## start Extracted data
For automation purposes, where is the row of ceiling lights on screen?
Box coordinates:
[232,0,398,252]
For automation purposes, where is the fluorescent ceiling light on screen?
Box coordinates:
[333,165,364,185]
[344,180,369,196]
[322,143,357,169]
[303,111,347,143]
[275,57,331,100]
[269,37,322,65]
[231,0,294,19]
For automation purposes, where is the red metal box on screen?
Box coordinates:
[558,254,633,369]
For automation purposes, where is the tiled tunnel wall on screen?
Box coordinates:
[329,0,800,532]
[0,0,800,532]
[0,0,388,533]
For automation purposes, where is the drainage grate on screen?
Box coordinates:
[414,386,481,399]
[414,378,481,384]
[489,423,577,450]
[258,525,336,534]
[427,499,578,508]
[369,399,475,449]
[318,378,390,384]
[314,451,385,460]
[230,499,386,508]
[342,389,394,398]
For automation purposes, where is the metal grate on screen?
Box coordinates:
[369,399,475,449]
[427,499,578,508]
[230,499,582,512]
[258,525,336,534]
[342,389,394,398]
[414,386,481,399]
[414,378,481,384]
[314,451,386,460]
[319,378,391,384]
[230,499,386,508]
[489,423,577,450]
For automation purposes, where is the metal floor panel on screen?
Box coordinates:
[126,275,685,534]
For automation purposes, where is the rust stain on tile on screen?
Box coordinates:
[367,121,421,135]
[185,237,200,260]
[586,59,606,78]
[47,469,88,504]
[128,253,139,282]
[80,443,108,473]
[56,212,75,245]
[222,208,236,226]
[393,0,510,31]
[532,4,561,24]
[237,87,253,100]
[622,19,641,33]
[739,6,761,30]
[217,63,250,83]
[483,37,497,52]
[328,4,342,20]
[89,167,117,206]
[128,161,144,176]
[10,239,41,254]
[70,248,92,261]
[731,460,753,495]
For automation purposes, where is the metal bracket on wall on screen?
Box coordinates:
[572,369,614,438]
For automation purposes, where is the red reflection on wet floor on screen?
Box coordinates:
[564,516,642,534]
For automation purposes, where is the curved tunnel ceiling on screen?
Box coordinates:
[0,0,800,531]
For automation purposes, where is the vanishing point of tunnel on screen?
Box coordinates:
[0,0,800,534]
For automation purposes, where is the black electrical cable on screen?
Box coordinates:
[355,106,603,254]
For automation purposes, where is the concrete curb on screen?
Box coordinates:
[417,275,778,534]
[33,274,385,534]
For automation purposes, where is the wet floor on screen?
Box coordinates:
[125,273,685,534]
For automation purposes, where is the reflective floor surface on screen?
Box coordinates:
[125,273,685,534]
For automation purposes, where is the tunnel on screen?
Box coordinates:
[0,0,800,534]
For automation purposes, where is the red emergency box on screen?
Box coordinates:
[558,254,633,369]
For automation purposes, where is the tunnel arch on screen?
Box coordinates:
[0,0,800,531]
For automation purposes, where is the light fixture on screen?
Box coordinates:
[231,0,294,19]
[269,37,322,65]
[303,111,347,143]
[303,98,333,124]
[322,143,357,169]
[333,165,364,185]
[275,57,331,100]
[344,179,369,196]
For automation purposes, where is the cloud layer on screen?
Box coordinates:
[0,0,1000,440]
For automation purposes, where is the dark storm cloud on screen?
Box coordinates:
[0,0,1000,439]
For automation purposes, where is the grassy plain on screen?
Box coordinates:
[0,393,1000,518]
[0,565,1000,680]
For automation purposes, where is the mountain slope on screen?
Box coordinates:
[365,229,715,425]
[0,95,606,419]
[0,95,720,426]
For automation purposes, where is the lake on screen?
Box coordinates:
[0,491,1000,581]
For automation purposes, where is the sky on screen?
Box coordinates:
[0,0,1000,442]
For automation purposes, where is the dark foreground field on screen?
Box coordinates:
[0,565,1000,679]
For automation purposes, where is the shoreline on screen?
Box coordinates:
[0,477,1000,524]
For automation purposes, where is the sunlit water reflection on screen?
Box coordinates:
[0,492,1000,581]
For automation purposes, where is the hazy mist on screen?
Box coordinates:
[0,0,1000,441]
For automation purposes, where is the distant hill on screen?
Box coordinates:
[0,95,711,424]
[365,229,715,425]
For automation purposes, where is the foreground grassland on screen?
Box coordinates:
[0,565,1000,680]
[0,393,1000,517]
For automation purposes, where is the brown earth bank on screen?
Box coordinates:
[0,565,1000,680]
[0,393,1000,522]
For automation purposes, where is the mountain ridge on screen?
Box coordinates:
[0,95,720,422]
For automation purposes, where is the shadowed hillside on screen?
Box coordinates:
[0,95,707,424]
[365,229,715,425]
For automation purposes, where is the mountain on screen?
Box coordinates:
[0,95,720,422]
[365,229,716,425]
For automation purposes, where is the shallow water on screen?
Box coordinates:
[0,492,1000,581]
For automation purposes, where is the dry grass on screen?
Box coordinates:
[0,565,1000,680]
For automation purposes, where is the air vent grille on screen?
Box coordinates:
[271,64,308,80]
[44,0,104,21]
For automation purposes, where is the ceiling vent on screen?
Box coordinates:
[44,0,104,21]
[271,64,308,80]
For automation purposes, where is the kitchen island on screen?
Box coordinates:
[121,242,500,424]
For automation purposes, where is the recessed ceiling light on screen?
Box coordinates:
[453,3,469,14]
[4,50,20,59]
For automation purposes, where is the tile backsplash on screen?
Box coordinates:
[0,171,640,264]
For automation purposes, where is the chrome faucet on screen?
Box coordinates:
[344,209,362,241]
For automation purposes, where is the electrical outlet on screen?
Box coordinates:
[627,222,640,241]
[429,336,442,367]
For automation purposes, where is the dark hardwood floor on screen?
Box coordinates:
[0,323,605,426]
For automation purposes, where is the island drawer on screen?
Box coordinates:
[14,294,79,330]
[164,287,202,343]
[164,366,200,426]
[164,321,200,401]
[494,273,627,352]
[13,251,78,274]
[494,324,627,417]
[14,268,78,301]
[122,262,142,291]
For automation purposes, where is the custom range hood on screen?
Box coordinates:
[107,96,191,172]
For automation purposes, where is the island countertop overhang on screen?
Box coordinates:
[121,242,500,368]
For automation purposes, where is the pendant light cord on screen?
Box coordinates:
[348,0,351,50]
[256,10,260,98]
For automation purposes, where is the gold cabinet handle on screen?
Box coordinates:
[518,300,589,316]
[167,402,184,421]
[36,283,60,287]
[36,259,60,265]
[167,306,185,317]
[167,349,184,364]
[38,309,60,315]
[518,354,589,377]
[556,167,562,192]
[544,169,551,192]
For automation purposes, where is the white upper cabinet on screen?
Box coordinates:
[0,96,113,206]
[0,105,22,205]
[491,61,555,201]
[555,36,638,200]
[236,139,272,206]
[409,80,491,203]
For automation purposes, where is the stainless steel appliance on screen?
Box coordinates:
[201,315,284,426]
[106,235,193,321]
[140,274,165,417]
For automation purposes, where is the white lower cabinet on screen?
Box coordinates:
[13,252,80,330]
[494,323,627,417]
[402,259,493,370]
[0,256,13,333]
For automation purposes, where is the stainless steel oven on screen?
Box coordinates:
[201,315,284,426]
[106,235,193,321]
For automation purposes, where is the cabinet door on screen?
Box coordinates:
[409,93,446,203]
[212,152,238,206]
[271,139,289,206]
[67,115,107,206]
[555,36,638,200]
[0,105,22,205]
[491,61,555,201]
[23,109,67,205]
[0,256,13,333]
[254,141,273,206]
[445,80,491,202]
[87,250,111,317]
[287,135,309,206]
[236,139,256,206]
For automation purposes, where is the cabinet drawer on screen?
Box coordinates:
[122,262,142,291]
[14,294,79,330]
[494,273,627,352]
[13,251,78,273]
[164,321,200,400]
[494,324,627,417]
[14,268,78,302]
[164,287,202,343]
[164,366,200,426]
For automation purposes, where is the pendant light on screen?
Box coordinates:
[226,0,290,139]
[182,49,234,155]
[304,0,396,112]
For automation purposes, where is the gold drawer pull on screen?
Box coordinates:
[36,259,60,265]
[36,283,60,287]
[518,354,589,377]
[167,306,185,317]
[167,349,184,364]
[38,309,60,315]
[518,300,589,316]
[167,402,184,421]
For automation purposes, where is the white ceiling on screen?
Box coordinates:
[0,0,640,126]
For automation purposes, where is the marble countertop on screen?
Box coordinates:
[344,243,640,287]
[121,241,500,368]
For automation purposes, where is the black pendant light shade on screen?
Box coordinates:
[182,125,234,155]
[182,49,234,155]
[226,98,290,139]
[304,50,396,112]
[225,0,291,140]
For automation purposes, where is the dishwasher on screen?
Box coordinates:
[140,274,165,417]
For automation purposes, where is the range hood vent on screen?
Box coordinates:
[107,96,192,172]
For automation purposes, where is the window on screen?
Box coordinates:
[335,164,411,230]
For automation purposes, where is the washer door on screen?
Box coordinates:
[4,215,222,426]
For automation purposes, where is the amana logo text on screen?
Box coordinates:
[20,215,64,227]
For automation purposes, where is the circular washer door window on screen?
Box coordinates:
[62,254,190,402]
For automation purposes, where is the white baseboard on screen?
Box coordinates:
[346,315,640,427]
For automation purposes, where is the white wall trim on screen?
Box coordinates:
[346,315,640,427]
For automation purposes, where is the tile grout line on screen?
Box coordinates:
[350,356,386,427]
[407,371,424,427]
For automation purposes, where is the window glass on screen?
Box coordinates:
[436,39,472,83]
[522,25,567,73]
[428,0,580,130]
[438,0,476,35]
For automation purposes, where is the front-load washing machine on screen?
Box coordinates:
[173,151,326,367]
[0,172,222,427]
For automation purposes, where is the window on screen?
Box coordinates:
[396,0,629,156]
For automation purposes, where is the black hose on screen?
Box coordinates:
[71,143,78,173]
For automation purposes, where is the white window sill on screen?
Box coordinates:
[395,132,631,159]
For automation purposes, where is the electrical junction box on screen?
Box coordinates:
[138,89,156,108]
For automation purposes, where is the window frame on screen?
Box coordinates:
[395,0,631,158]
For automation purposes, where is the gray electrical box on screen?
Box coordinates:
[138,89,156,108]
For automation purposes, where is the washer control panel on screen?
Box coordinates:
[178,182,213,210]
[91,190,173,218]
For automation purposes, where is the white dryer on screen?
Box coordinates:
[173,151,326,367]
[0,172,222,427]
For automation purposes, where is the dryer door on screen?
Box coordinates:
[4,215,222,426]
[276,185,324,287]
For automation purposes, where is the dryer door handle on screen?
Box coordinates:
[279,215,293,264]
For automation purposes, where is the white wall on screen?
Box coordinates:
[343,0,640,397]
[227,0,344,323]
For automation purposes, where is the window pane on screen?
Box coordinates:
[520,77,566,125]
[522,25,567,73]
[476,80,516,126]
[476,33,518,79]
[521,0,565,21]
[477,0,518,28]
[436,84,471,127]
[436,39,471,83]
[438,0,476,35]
## end Extracted data
▶ **Required work**:
Reproduce the entries between the lines holding "For automation purposes, where is the distant" and "[256,10,260,98]", inclusive, changing "chrome faucet" to "steel faucet" and leaving everything else as it stands.

▶ **Response to the task**:
For automation purposes, where is the distant hill on screen?
Box coordinates:
[0,95,711,424]
[365,229,715,425]
For automation purposes, where is the foreground grassland on screen?
Box coordinates:
[0,565,1000,680]
[0,393,1000,517]
For automation purposes, where is the brown earth bank on screen?
Box coordinates:
[0,565,1000,680]
[0,393,1000,522]
For automation purposes, where is the mountain ridge on screen?
Box coordinates:
[0,95,720,422]
For automation purposes, where is the shadowed hillside on screen?
Box coordinates:
[0,95,707,424]
[365,229,715,425]
For automation purposes, where is the mountain on screen?
Box coordinates:
[0,95,720,422]
[365,229,716,425]
For automation purposes, where is the shallow water on screen?
Box coordinates:
[0,492,1000,581]
For automation purposes, where is the dry grass on screen?
Box coordinates:
[0,565,1000,680]
For automation purposes, where is the air vent grille on screen?
Box coordinates:
[271,64,308,80]
[44,0,104,21]
For automation purposes, where is the ceiling vent on screen?
Box coordinates:
[44,0,104,21]
[271,64,308,80]
For automation purposes, where is the kitchen island on screen?
Box coordinates:
[121,242,500,424]
For automation purposes, where is the recessed ceiling light on screen?
Box coordinates:
[453,3,469,14]
[4,50,20,59]
For automation purposes, where is the tile backsplash on screen?
Box coordinates:
[0,171,640,264]
For automation purposes, where is the steel faucet on screen?
Box coordinates:
[344,209,362,241]
For automation purposes, where is the electrical outlet on screen?
Box coordinates:
[627,222,640,241]
[429,336,442,367]
For automation purposes, where is the dark hardwood floor on screen?
Box coordinates:
[0,323,605,426]
For automation purposes, where is the island drawer on screen?
Box coordinates:
[14,294,79,330]
[164,287,202,343]
[164,366,200,426]
[164,321,200,401]
[494,273,627,352]
[13,251,78,274]
[494,324,627,417]
[14,268,78,301]
[122,262,142,291]
For automation purposes, where is the custom range hood on screen?
Box coordinates:
[107,96,191,172]
For automation purposes, where is the island countertop overhang on screen?
Box coordinates:
[121,242,500,368]
For automation purposes, where is the pendant light cord on screen?
Box coordinates:
[348,0,351,50]
[256,10,260,98]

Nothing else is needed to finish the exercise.